===== DATASET ENTRIES
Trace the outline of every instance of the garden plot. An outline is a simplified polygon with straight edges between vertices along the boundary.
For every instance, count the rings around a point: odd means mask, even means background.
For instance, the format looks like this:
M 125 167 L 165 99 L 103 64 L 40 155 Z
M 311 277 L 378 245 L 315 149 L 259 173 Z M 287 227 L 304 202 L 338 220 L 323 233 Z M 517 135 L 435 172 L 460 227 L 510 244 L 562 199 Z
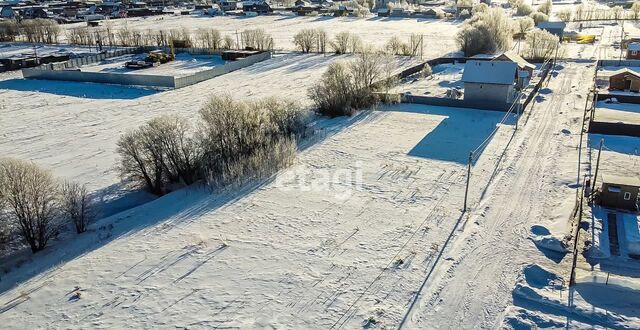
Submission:
M 444 123 L 452 117 L 458 125 Z M 466 149 L 483 137 L 463 127 L 500 117 L 397 105 L 325 122 L 333 133 L 267 182 L 177 191 L 3 277 L 4 290 L 52 267 L 0 296 L 4 324 L 395 327 L 464 194 L 465 164 L 413 151 L 430 139 L 447 143 L 441 153 Z M 434 133 L 443 127 L 453 129 Z
M 449 89 L 463 91 L 464 64 L 439 64 L 434 66 L 432 70 L 433 75 L 430 77 L 424 78 L 421 73 L 417 73 L 403 79 L 401 84 L 393 89 L 393 92 L 445 97 Z
M 239 32 L 262 28 L 274 40 L 276 50 L 296 50 L 293 36 L 302 29 L 324 29 L 330 38 L 340 32 L 352 32 L 362 38 L 366 46 L 382 47 L 389 38 L 397 36 L 407 41 L 412 33 L 424 35 L 424 58 L 440 57 L 457 51 L 455 34 L 461 22 L 446 22 L 435 19 L 396 19 L 384 17 L 300 17 L 281 15 L 244 16 L 152 16 L 105 21 L 103 25 L 116 31 L 123 27 L 146 32 L 149 29 L 171 30 L 187 28 L 195 36 L 199 28 L 219 30 L 223 36 L 236 40 Z M 83 24 L 68 24 L 65 28 L 77 28 Z
M 191 55 L 187 53 L 176 54 L 174 61 L 160 64 L 158 66 L 145 69 L 129 69 L 125 67 L 125 63 L 133 60 L 144 60 L 146 54 L 135 54 L 118 56 L 109 58 L 104 61 L 86 65 L 81 68 L 87 72 L 103 72 L 103 73 L 134 73 L 161 76 L 181 77 L 194 74 L 199 71 L 213 69 L 214 67 L 225 64 L 225 61 L 219 55 Z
==========
EXERCISE BRIEF:
The lines in the records above that include the word "every" must be copied out.

THE ANSWER:
Trace the outline of every instance of the garden plot. An outline is a simplified polygon with straight edges between vertices along the boundary.
For every instance, count the rings around a point: odd means mask, even means background.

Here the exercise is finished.